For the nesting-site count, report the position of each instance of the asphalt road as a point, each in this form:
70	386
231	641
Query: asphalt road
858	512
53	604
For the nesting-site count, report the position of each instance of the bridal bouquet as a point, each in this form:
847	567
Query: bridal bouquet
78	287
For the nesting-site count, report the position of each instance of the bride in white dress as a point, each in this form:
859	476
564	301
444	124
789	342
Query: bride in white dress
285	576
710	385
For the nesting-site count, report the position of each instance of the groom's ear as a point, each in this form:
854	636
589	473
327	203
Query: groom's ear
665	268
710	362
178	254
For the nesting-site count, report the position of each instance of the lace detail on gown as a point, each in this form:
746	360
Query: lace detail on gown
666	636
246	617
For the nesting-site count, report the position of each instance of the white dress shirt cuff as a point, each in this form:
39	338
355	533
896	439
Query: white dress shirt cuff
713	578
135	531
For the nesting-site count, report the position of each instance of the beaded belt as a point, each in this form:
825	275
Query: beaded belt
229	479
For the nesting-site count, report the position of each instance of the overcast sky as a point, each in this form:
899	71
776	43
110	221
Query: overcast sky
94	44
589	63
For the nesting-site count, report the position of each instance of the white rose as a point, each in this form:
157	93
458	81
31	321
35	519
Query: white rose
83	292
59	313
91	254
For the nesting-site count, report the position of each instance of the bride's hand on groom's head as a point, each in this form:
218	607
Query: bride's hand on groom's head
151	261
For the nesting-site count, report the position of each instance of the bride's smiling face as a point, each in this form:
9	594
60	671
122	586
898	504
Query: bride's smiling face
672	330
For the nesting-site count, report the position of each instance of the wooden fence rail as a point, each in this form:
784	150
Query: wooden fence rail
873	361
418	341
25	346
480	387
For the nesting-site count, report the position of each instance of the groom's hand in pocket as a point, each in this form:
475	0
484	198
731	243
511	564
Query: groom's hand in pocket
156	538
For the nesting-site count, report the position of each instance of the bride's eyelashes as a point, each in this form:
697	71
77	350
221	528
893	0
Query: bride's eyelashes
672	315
--------------------
**EXERCISE OBJECTIVE**
Reproduce the entries from the line containing "of the wooden" through the end of the entries, changing "eyelashes" to "eyebrows" and leaving everything else as it is. Give only those lines.

**TASK OUTPUT**
For the nesting-site count, report the position of each instance of the wooden fence rail as a point, each in this form:
784	150
Query: wooden fence rail
873	361
418	341
25	346
480	387
For the nesting-site count, report the position of each instance of the groom's hand in pocket as a point, each in this form:
475	0
484	198
731	243
511	564
Query: groom's hand in pocket
156	538
For the nesting-site count, report the position of each instance of the bride's eyebrows as a point, each in this form:
697	71
77	350
221	528
893	0
Query: bride's eyebrows
672	315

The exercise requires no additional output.